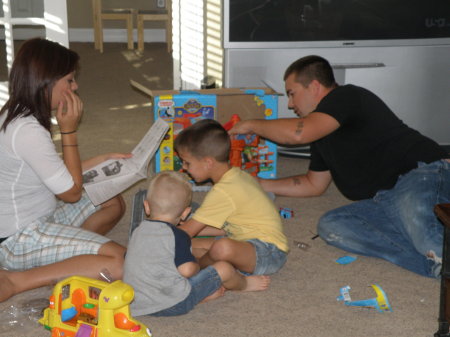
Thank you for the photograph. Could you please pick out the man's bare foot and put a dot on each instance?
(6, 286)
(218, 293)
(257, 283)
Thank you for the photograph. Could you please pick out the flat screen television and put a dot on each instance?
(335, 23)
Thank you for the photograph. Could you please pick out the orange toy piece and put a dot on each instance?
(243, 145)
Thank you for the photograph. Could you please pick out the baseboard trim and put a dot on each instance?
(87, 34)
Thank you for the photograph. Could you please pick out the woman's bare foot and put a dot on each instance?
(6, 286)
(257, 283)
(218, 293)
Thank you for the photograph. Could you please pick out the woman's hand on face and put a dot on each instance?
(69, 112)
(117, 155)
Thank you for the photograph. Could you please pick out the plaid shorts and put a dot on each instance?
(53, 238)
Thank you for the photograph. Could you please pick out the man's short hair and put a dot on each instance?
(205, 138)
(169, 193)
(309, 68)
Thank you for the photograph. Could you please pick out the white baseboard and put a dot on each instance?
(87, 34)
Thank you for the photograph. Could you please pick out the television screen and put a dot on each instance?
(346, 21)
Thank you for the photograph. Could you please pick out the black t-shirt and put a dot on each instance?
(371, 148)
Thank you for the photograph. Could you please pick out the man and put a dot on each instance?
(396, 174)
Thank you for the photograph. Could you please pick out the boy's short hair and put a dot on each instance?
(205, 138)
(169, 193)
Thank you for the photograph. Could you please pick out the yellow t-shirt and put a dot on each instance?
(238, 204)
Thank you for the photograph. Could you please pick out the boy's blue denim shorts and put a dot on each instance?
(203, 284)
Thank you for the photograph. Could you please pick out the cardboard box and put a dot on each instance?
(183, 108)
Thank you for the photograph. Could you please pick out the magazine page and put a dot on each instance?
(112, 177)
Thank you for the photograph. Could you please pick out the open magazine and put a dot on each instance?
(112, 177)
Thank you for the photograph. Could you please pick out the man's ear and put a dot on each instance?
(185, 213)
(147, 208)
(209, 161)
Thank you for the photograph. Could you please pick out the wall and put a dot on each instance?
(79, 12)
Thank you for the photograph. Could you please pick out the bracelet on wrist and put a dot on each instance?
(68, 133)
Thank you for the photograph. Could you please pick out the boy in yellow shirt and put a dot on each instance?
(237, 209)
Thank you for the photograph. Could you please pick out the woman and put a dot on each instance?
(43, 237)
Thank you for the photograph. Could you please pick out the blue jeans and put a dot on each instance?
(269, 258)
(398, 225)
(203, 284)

-*-*-

Activity: Set down every line of the entries above again, exactly as written, but not the pictures.

Answer for the task:
Thank you for the photograph. Could you please pick out the man's bare foot and put a dot on each instance?
(6, 286)
(218, 293)
(257, 283)
Thank you for the photograph. Could you please pick out the flat screen television and put a dot on each instance?
(335, 23)
Thank you for the photograph. Could you please pick out the orange toy piece and put a dot on each instance?
(243, 145)
Thank you for the photograph. Could you please pick out the baseboard trim and put a dot on each instance?
(87, 34)
Thank you for the photograph. Could you please pick out the woman's bare foot and put a dot on each instance?
(6, 286)
(257, 283)
(218, 293)
Thank you for the photograph. Could you please pick out the woman's hand on face and put a dot on each instance?
(69, 112)
(117, 155)
Thank you for the photograph. Could you please pick out the plaid shorts and put a dot on each instance?
(53, 238)
Thank you for the photograph. Could you please pick out the man's short hair and put a dot on each instance?
(205, 138)
(169, 193)
(309, 68)
Thank you for the photograph. Could you please pick out the white baseboard and put a dot on each instance?
(87, 34)
Thank you for the photograph. Could you please pick out the television screen and put a dot on each instance?
(346, 21)
Thank you for the photograph. Could you please pick out the black t-shirt and put a dot on each instance?
(371, 148)
Thank you for the photograph. Could you please pick out the man and put a dot on each instance?
(396, 174)
Thank you for the photograph. Could you please pick out the boy's short hair and put a dot on each instance?
(205, 138)
(169, 193)
Thank you for the photograph. Could you please pick out the yellow t-shirt and put a dot on each instance?
(238, 204)
Thank you for the photograph. Could you please pick out the boy's blue denim shorts and put a dot on each instance?
(203, 284)
Thank you for the photograph. Could you please pick out the cardboard box and put a dot on each instance?
(183, 108)
Thank you for the photograph. Could you please pick out the magazine page and put a dot on each instance?
(112, 177)
Thank you for the photograph. Could you please pick out the open magazine and put a dot on each instance?
(112, 177)
Thank you for the photograph. Could you please pick out the man's ear and put a dot on each instance?
(185, 213)
(147, 208)
(209, 161)
Thank you for the photograph. Could you please pick out the wall and put a dot on each instance?
(79, 12)
Thank you for the photograph. Could you please pick out the bracelet on wrist and put a dot on each instance?
(68, 133)
Thank you for the photograph. Could you please pick out the boy in yellow shirt and put a dot on each instance?
(237, 209)
Thank you for the photograph. Could you please pick out the woman and put a dot on each instance?
(43, 237)
Thank you for the photograph. Could you please pick out the blue jeans and put a dot on each instance?
(269, 258)
(398, 225)
(203, 284)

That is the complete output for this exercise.